PROBLEM TO WORK ON
Print the listing as it stands, omitting all images.

━━━━━━━━━━

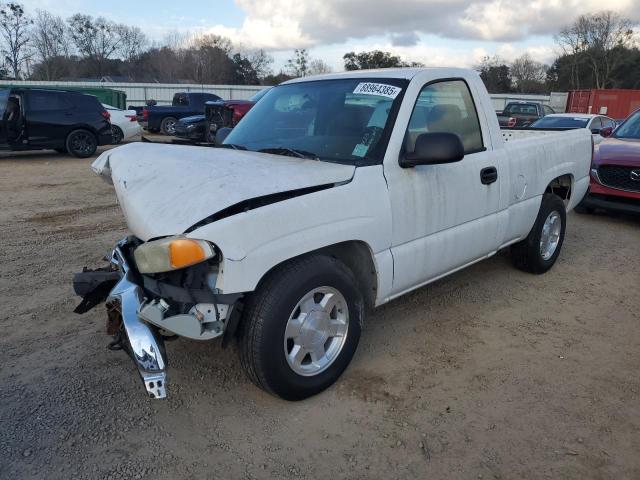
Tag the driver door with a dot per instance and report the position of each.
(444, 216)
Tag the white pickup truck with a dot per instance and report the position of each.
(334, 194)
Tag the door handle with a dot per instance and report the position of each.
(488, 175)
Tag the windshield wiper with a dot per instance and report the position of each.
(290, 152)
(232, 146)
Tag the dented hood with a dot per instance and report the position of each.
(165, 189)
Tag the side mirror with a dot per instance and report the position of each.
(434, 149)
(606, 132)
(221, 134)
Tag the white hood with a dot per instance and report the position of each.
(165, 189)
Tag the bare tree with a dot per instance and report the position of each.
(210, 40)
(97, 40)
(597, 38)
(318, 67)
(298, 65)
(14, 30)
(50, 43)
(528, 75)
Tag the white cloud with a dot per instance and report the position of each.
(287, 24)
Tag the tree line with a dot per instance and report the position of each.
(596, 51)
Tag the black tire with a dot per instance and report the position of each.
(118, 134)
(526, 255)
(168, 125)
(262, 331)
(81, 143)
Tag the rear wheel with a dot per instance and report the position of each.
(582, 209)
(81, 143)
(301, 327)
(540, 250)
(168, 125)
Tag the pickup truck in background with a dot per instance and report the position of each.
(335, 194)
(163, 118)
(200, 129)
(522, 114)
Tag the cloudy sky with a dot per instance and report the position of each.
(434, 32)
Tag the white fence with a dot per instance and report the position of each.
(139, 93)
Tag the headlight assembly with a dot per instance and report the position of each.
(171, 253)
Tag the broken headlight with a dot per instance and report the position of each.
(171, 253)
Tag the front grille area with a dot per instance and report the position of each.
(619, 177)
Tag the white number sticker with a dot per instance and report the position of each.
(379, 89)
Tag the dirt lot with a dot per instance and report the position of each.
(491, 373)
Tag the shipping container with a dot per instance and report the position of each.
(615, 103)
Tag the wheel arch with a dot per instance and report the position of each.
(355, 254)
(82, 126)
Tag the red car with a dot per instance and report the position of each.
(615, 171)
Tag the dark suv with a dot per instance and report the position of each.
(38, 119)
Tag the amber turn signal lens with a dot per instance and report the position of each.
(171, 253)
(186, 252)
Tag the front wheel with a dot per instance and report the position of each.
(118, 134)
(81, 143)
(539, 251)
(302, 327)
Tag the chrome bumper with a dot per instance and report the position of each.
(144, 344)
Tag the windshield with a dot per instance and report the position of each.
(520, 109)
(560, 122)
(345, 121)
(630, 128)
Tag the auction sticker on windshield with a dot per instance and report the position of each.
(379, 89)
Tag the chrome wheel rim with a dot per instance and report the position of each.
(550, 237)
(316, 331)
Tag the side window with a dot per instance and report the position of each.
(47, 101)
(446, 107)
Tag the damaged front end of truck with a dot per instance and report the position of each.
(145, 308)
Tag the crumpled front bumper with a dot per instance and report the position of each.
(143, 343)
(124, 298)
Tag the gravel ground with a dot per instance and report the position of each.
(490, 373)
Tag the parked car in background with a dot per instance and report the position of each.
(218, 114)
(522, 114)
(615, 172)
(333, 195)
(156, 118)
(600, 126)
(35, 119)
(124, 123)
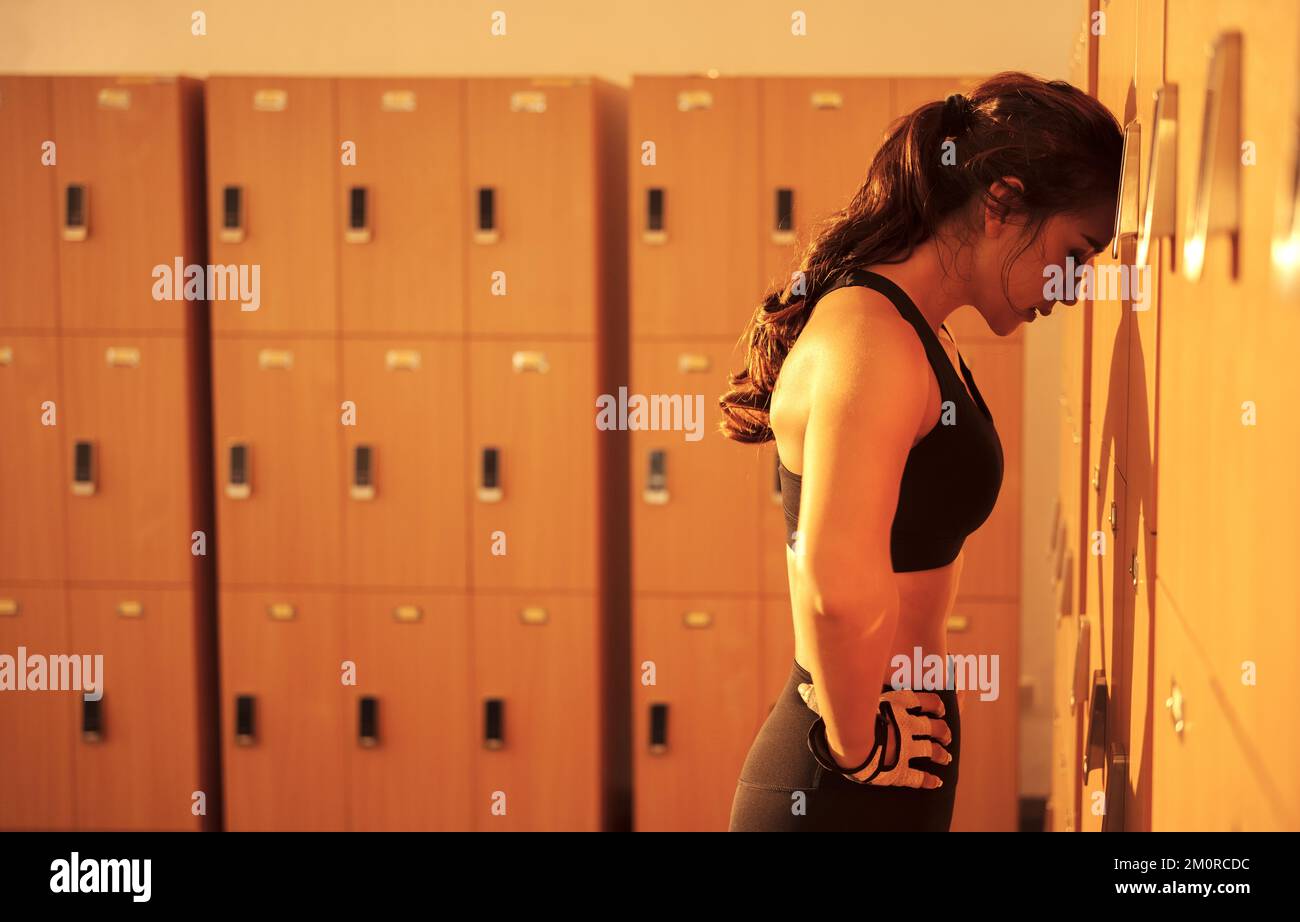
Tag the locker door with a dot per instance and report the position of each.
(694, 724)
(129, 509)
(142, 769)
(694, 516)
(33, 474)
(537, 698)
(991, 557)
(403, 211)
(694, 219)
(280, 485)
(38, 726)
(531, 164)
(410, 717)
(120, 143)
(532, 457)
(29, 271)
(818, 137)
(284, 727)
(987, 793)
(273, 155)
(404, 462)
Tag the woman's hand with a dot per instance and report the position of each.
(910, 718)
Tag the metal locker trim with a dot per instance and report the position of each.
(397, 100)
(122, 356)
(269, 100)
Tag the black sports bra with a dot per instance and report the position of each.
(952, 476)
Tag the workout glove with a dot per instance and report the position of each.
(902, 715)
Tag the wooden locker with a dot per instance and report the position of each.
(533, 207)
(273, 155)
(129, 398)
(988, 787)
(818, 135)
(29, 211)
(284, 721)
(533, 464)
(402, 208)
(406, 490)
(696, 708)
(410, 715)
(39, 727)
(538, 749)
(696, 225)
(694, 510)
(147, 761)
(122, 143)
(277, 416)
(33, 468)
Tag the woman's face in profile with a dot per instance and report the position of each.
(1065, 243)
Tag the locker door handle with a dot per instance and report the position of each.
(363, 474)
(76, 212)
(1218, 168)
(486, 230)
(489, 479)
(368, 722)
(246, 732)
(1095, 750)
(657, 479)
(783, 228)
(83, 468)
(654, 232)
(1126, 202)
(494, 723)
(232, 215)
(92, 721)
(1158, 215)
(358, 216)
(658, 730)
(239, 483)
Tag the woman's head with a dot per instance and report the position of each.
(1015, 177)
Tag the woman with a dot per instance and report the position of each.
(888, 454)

━━━━━━━━━━

TASK RESULT
Tag the driver door with a dot per instance and report the position of each.
(444, 216)
Tag the white pickup truck with a dot per instance and report the position of each.
(334, 194)
Tag the door handle with a dot per instance and report the position of each.
(488, 175)
Tag the windshield wiper with a dot per instance and report the position of each.
(290, 152)
(232, 146)
Tag the dented hood with a dot per instance and report the position of each.
(165, 189)
Tag the side mirror with a dot per instance and report the position of each.
(434, 149)
(606, 132)
(221, 134)
Tag the white hood with a dot per instance and report the position of each.
(165, 189)
Tag the bare tree with a dot per instance and report the position of each.
(210, 40)
(97, 40)
(597, 38)
(318, 67)
(298, 65)
(14, 30)
(50, 43)
(528, 75)
Tag the white cloud with a dot per instance and report the position of each.
(287, 24)
Tag the tree line with a dot per instance and report the position of each.
(596, 51)
Tag the black tire with a dot per instance and report the position of each.
(118, 134)
(526, 255)
(168, 125)
(262, 331)
(81, 143)
Tag the rear wheel with a dot per instance and report the position of each.
(582, 209)
(81, 143)
(301, 327)
(540, 250)
(168, 125)
Tag the pickup truck in background with a dot per instance and report the position of each.
(335, 194)
(163, 118)
(200, 129)
(522, 114)
Tag the cloudy sky with a dot per instance and report the position of each.
(434, 32)
Tag the white fence with a dot per instance and report the position of each.
(139, 93)
Tag the headlight assembly with a dot per instance and report the position of each.
(171, 253)
Tag the broken headlight with a dot per instance and report the position of each.
(171, 253)
Tag the front grille area with a dot per instance and report the position of each.
(619, 177)
Tag the white number sticker with a dot per instance and report the position of each.
(379, 89)
Tag the dirt lot with a dot per instance and report the position of each.
(491, 373)
Tag the shipping container with a dot per instance and report the position of each.
(615, 103)
Tag the wheel arch with a dot per instance and report the position of each.
(355, 254)
(82, 126)
Tag the red car with a dot per instance and report the position of each.
(615, 171)
Tag the dark suv with a dot per instance and report the position of each.
(38, 119)
Tag the amber turn signal lens with a dot per instance and report the position of each.
(171, 253)
(186, 252)
Tag the front wheel with a dot per instance and report the position of each.
(118, 134)
(81, 143)
(539, 251)
(302, 327)
Tag the chrome bumper with a dot per instance and report the position of each.
(144, 344)
Tag the windshield with a dot per instance and report the position of each.
(520, 109)
(560, 122)
(345, 121)
(630, 128)
Tag the auction sticker on windshield with a dot per instance and report the position of each.
(379, 89)
Tag the chrome wheel rim with a dot per instance and report the position of each.
(550, 237)
(316, 331)
Tag the side window with a dot per instance and report the position of each.
(47, 101)
(446, 107)
Tag the damaged front end of truck with a dot per instance and report the position of each.
(145, 308)
Tag the crumpled front bumper with a dot per instance and report the position of each.
(143, 343)
(124, 298)
Tag the gravel ground with a dot per instance and report the position of each.
(490, 373)
Tag the parked car in background with a dot per instance and report the position of each.
(218, 114)
(522, 114)
(615, 172)
(333, 195)
(156, 118)
(600, 126)
(35, 119)
(124, 123)
Tag the locker door with a dot per instance and report the position of each.
(694, 724)
(129, 509)
(142, 769)
(694, 516)
(33, 474)
(537, 698)
(991, 557)
(403, 211)
(694, 219)
(280, 485)
(38, 726)
(531, 164)
(410, 717)
(120, 143)
(532, 457)
(29, 271)
(818, 137)
(284, 727)
(987, 793)
(273, 155)
(404, 462)
Tag the woman's hand with a dot per instance and report the position of each.
(910, 718)
Tag the metal locker trim with a dot per instance and report the position of each.
(397, 100)
(122, 356)
(269, 100)
Tag the black sports bra with a dot per instance and report the position of each.
(952, 476)
Tag the workout glove with a dot per instance and report the position of each.
(902, 715)
Tag the wooden locker with a dot per instance and report the position of each.
(533, 207)
(273, 155)
(129, 398)
(988, 787)
(818, 135)
(29, 211)
(284, 721)
(533, 464)
(402, 208)
(406, 490)
(696, 708)
(410, 715)
(39, 727)
(538, 749)
(696, 225)
(694, 510)
(147, 761)
(122, 143)
(277, 416)
(33, 468)
Tag the woman's face in profile with a dot per instance and report the position of each.
(1065, 243)
Tag the locker door handle with a dot per instance and report the position of each.
(363, 474)
(76, 212)
(1218, 168)
(486, 230)
(489, 479)
(368, 722)
(246, 732)
(1095, 750)
(657, 479)
(783, 228)
(83, 468)
(654, 232)
(1126, 202)
(494, 723)
(232, 215)
(92, 721)
(1158, 215)
(358, 216)
(658, 730)
(239, 483)
Tag the woman's head with a dot per instance and report the position of each.
(1015, 177)
Tag the woman with a dot per instance and report the position of each.
(888, 454)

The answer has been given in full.